Print the line containing "# point at: the small rock" and each line after it through the end, please, with nothing added.

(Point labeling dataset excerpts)
_____

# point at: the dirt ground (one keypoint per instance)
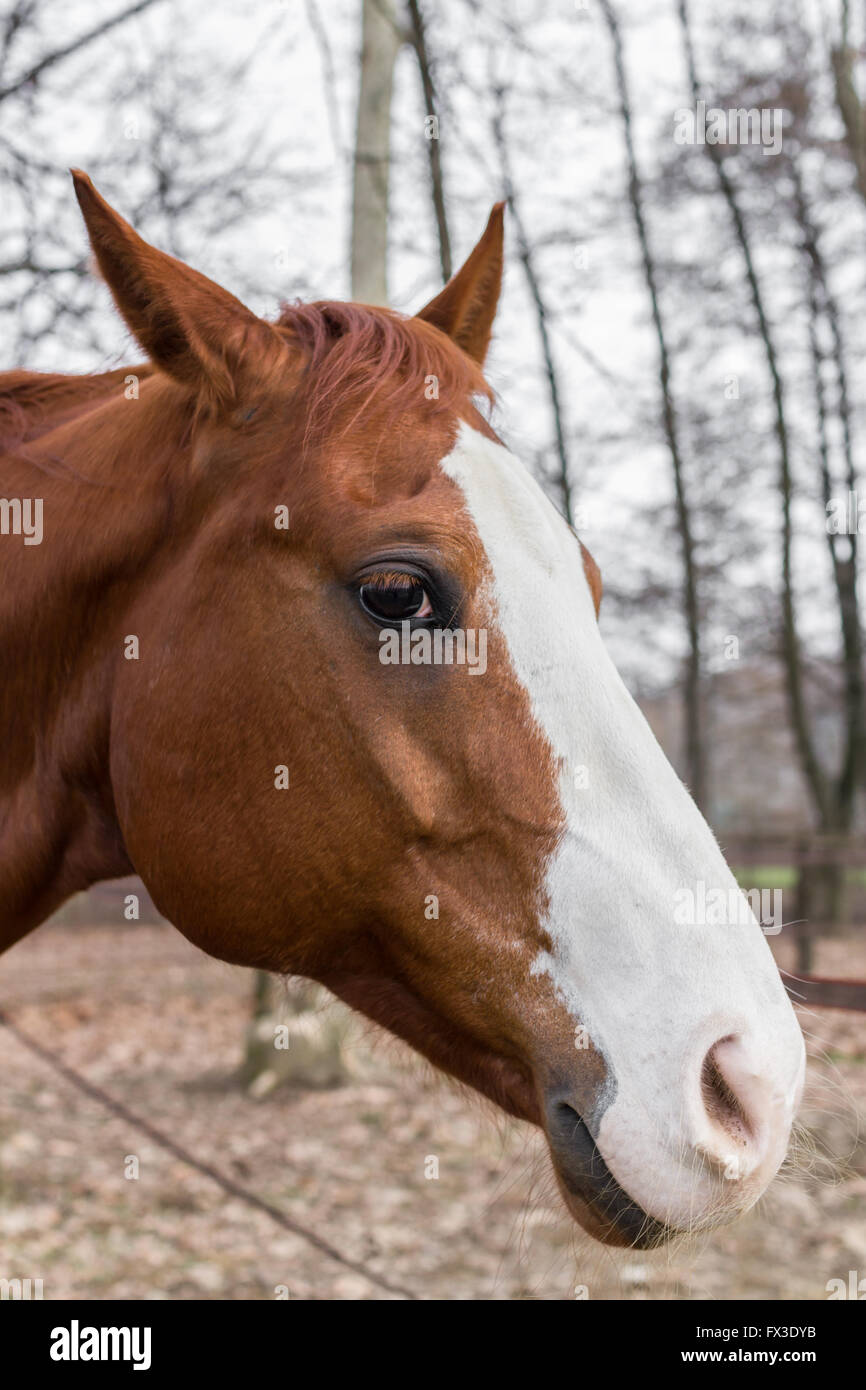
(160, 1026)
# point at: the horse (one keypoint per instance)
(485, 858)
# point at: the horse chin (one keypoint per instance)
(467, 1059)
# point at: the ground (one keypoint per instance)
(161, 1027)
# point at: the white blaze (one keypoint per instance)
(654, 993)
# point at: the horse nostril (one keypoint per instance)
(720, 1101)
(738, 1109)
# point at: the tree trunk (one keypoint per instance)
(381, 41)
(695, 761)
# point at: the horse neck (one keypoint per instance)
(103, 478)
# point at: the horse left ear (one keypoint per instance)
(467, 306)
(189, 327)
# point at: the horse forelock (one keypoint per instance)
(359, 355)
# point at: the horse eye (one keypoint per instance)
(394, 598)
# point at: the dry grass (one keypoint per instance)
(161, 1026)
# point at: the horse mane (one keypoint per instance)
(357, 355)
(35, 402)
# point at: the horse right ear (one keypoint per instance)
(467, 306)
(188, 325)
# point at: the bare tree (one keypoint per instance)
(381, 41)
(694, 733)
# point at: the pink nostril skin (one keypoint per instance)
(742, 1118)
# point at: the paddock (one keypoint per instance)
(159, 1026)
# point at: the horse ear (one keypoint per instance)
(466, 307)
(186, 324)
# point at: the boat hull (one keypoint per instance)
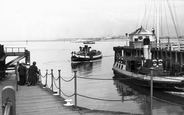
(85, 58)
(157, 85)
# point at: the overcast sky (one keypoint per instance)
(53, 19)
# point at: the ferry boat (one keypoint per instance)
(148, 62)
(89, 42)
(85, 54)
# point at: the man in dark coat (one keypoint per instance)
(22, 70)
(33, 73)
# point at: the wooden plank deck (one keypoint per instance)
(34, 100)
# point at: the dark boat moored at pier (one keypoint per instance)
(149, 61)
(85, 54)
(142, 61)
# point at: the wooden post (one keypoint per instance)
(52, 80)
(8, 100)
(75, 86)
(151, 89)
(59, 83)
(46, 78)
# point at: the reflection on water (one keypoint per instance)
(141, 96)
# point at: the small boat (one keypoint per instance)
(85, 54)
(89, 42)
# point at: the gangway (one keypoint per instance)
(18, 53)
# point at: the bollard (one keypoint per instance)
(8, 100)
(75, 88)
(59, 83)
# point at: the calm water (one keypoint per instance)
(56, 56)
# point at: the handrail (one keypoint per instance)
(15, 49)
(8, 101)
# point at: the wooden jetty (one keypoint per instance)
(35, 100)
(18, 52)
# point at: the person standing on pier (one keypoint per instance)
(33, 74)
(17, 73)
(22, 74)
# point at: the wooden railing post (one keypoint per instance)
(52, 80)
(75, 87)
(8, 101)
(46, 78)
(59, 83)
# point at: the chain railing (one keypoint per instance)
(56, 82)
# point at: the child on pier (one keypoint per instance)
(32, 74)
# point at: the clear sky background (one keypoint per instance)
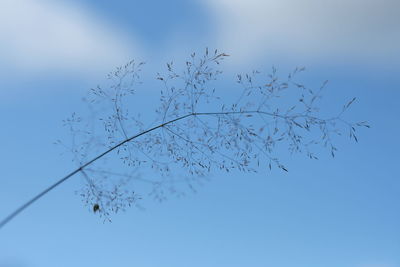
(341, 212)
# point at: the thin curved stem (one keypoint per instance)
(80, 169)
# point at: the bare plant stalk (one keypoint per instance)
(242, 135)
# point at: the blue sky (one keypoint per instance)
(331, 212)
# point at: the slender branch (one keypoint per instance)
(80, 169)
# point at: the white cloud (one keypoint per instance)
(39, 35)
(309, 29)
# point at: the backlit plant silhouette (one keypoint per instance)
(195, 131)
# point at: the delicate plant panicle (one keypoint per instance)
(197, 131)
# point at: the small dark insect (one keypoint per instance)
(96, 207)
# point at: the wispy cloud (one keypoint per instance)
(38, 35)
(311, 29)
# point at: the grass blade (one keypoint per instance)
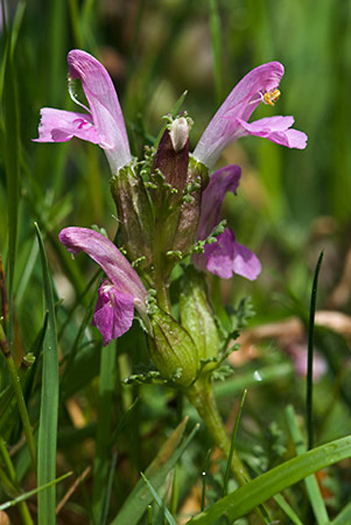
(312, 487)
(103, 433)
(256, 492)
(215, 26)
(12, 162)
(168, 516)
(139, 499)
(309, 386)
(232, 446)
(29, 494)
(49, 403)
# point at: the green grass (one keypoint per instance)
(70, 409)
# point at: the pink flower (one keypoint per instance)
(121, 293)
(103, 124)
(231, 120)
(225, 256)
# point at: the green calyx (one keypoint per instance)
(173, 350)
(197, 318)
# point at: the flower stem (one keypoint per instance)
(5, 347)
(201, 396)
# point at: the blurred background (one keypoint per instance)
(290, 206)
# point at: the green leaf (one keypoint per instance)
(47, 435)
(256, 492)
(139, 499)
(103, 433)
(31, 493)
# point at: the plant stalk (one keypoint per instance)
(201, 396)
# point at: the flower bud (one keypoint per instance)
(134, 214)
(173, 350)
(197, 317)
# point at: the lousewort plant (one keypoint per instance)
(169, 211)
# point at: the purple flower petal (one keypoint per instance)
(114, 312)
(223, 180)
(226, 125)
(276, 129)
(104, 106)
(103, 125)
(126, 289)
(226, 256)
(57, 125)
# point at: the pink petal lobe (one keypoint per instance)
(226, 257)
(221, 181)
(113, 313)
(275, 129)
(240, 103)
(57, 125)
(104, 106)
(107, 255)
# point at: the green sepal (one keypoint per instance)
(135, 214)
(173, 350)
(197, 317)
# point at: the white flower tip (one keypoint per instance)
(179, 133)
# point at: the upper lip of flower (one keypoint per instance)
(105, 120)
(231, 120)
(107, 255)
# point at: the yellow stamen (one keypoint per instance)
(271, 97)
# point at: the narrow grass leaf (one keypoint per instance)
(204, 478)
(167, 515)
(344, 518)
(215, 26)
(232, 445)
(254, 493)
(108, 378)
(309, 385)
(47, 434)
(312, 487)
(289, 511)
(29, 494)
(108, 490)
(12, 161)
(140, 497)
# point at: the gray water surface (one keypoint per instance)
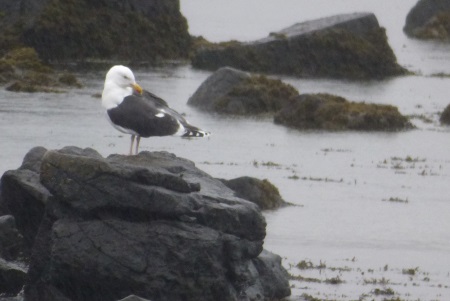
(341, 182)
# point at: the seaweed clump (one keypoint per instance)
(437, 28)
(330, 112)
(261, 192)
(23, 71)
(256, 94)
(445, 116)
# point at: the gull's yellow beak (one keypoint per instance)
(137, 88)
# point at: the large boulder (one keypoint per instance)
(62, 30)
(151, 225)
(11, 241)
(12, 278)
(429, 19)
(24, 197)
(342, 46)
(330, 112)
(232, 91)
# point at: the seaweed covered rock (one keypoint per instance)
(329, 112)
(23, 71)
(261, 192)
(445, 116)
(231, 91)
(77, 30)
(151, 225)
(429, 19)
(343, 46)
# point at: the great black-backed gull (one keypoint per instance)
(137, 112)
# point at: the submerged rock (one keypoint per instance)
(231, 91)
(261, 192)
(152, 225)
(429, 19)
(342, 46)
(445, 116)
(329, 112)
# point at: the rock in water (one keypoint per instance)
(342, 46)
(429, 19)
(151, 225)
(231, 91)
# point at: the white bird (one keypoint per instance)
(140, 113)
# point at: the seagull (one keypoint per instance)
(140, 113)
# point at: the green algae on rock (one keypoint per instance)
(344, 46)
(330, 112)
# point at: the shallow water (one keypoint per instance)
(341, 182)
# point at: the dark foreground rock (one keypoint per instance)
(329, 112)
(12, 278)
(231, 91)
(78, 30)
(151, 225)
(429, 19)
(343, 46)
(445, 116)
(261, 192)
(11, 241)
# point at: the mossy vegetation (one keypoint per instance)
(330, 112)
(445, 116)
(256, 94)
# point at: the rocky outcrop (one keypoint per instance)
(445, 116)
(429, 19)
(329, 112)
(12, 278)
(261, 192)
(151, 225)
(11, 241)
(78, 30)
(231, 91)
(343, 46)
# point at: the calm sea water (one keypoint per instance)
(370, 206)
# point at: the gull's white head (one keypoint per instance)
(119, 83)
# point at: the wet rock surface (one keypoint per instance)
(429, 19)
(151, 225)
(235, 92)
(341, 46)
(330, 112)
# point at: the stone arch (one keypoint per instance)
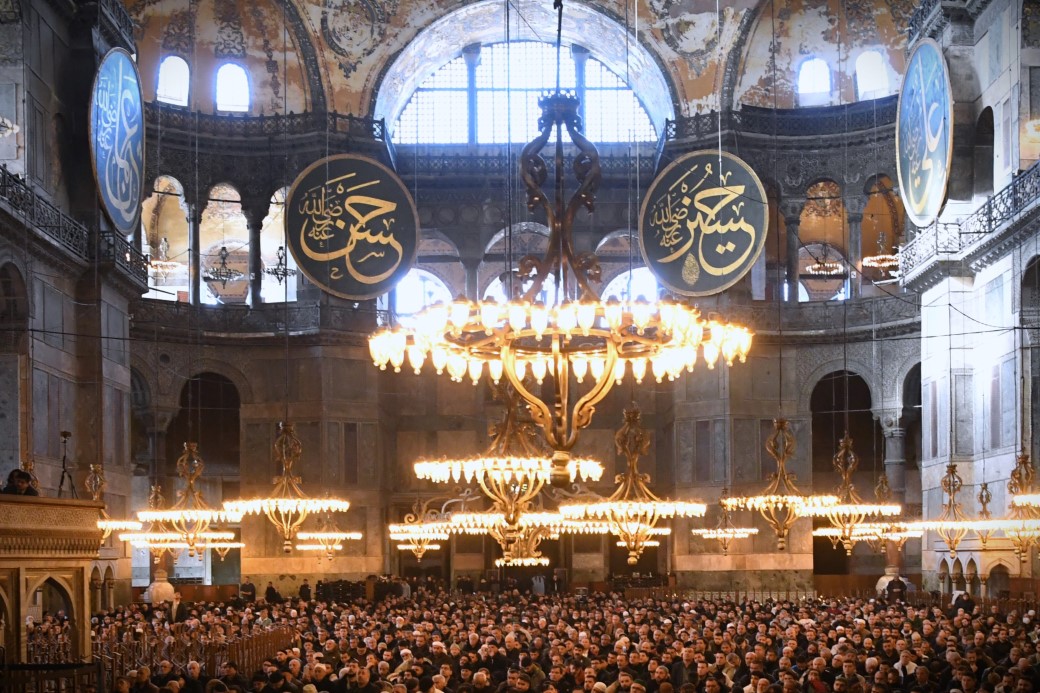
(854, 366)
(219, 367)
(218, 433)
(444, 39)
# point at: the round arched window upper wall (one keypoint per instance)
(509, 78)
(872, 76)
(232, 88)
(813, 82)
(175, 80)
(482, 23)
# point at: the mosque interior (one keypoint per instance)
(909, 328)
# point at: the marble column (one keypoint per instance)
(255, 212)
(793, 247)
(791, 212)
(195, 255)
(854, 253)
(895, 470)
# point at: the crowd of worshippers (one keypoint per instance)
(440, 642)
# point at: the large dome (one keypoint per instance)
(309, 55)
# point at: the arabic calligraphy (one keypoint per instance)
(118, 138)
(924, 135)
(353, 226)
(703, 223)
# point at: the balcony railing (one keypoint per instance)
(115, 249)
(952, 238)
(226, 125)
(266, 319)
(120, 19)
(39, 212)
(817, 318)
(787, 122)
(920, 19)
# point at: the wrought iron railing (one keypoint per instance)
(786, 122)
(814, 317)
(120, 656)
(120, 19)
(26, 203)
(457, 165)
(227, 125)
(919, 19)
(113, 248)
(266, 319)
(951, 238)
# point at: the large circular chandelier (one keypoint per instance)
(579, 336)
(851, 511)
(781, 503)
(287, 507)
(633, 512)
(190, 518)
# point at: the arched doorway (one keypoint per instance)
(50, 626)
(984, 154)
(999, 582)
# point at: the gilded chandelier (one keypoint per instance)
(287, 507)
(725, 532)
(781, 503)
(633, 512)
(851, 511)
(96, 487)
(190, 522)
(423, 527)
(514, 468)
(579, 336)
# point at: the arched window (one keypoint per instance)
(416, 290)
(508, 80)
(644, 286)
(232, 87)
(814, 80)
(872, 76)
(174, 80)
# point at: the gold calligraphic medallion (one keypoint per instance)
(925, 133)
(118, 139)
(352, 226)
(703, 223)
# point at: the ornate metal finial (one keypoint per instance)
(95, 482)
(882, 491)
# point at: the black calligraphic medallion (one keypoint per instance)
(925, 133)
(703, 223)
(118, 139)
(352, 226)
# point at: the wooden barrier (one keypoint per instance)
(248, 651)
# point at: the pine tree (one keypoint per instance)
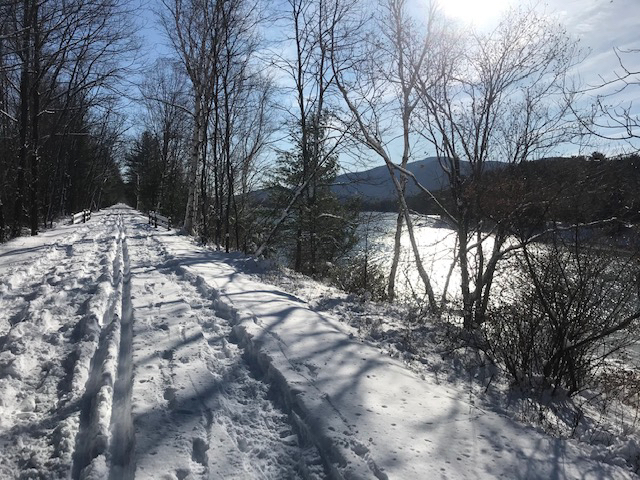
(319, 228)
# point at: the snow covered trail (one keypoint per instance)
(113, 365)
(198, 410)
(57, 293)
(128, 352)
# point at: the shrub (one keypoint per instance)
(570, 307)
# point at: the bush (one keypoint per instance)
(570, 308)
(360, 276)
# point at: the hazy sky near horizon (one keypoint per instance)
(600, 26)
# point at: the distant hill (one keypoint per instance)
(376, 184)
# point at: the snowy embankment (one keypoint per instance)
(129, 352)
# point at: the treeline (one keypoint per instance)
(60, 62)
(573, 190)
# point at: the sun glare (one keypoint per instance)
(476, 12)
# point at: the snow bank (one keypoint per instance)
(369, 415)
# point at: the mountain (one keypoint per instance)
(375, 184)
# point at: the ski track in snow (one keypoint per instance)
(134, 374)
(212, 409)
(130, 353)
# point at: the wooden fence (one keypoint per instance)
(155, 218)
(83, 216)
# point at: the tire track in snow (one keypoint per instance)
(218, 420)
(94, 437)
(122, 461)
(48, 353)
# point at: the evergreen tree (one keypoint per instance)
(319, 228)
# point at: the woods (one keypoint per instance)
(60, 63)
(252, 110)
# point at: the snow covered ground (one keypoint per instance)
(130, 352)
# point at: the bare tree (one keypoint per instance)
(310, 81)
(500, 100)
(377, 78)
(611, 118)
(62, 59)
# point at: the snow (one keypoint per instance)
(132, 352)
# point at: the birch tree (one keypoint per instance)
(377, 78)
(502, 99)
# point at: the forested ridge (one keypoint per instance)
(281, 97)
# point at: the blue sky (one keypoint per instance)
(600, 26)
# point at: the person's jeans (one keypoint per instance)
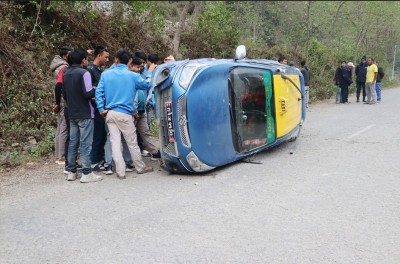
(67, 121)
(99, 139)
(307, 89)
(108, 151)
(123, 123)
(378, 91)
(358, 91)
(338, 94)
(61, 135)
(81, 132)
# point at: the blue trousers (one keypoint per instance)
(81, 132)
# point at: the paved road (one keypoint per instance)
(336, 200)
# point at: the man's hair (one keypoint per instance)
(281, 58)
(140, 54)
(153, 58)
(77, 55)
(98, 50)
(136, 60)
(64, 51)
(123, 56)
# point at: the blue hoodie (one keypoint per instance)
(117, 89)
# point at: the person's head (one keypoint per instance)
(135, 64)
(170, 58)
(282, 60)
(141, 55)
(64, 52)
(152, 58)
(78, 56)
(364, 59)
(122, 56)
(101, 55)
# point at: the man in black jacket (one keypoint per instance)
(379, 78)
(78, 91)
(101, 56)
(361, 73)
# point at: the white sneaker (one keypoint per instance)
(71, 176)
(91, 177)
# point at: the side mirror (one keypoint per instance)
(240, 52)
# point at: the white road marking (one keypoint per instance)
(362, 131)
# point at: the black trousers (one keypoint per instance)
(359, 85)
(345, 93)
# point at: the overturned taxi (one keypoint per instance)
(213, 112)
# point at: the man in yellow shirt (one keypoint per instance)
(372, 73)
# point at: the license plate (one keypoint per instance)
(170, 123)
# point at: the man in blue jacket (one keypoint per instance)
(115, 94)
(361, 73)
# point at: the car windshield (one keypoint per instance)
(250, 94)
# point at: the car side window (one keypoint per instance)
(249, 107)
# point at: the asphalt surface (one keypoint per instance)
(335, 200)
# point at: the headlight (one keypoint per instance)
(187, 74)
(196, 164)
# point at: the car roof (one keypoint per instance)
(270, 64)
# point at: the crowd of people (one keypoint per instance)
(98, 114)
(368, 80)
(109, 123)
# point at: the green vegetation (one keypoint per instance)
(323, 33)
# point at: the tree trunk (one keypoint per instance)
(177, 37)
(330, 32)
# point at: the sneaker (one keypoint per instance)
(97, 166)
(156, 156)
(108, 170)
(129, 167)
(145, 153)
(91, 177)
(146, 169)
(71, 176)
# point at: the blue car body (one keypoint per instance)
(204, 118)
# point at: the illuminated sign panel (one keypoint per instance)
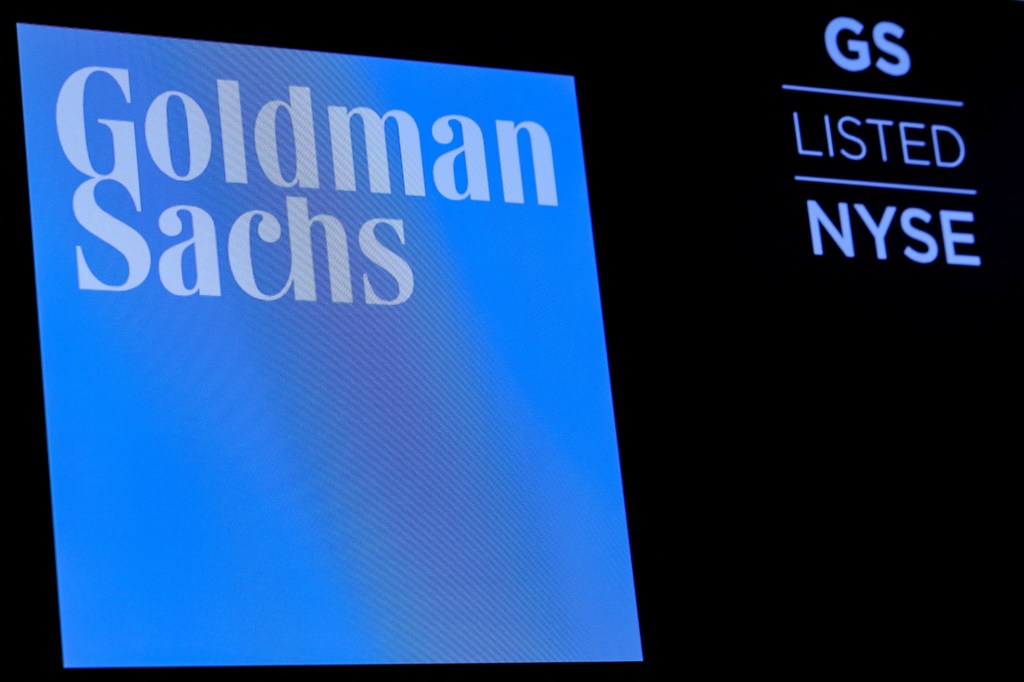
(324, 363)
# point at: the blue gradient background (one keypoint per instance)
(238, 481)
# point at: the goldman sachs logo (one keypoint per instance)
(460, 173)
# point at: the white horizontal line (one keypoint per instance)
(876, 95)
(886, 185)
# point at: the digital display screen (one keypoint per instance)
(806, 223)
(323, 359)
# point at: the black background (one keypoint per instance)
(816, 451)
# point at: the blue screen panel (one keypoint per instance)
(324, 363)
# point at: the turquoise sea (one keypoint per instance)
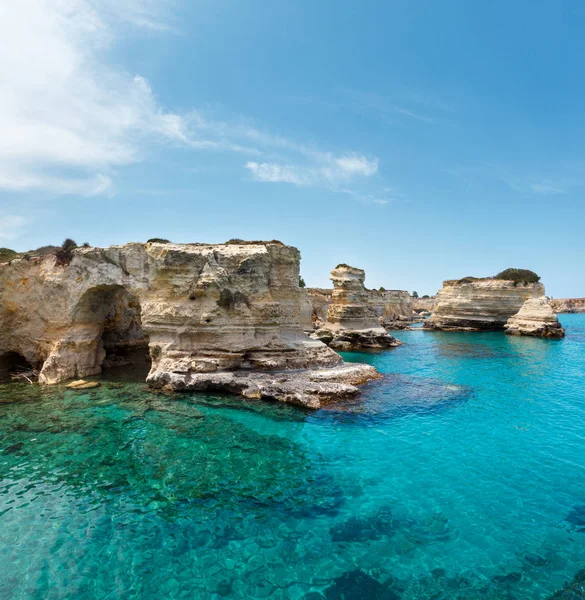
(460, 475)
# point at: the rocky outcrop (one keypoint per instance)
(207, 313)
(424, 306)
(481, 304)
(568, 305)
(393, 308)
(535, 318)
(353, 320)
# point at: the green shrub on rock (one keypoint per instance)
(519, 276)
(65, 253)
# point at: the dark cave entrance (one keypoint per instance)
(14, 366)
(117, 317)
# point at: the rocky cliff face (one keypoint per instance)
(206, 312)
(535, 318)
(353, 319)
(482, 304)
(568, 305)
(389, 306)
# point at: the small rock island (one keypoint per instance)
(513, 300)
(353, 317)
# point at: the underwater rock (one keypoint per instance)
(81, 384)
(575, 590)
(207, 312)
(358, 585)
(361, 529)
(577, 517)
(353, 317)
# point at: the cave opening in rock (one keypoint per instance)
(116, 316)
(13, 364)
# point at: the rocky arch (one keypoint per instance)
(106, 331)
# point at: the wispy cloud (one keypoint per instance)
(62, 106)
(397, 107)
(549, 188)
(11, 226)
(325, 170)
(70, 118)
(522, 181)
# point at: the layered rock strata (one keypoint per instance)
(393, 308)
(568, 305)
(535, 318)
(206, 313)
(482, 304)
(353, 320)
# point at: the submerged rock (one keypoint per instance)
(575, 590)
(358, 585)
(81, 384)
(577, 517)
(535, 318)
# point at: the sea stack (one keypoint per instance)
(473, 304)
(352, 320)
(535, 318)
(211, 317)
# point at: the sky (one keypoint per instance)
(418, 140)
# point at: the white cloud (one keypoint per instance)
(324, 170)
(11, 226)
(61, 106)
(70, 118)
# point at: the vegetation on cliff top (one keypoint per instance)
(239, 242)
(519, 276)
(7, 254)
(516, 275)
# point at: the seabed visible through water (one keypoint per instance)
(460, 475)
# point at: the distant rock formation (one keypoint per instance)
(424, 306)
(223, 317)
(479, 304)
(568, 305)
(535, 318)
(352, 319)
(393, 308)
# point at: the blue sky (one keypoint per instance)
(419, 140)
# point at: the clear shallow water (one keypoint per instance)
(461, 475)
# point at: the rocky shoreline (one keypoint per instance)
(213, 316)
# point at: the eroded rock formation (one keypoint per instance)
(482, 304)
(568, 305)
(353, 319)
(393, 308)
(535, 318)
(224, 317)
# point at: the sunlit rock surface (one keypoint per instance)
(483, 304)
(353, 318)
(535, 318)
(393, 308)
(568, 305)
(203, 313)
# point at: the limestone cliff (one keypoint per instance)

_____

SOLUTION FOR THIS EXERCISE:
# point at: the small rock island (one keypoint per instance)
(513, 300)
(353, 317)
# point at: the underwater rock (one keypoint per instance)
(81, 384)
(575, 590)
(207, 312)
(358, 585)
(361, 529)
(577, 517)
(353, 317)
# point at: the cave opening in rock (one keypoint per instance)
(116, 316)
(13, 364)
# point at: the rocky arch (one keypoint per instance)
(106, 331)
# point at: the wispy cloud (one keypoint per instance)
(62, 106)
(397, 107)
(549, 188)
(11, 226)
(325, 170)
(70, 118)
(522, 181)
# point at: the layered rock strata (one keypoint per instance)
(393, 308)
(568, 305)
(535, 318)
(206, 313)
(482, 304)
(353, 320)
# point at: the submerged rock (one keypoint per instance)
(575, 590)
(358, 585)
(81, 384)
(577, 517)
(535, 318)
# point at: the sea stack (one keypoint per instance)
(473, 304)
(352, 320)
(535, 318)
(211, 317)
# point at: the sky (one keypoint per instance)
(418, 140)
# point at: the white cloud (one keypoint per instance)
(324, 170)
(11, 226)
(61, 106)
(70, 118)
# point at: the vegetation on cliff top (one keypoint per instance)
(239, 242)
(519, 276)
(7, 254)
(516, 275)
# point at: the seabed visible through water (one keypoint per instance)
(460, 475)
# point at: the distant rock formation (one keypoint per instance)
(424, 306)
(223, 317)
(479, 304)
(568, 305)
(535, 318)
(352, 319)
(393, 308)
# point at: the blue sky (one keypoint per instance)
(419, 140)
# point at: the clear shallow water (one keypoint per instance)
(461, 475)
# point at: the rocky shoreline (one keypoint per instance)
(213, 316)
# point at: the eroded rock formation (one keypoint per instance)
(482, 304)
(568, 305)
(353, 319)
(393, 308)
(535, 318)
(224, 317)
# point at: the sunlit rock surface (one keypoint per instance)
(483, 304)
(353, 318)
(535, 318)
(393, 308)
(568, 305)
(203, 313)
# point at: the limestone cliff (one keypoint per instance)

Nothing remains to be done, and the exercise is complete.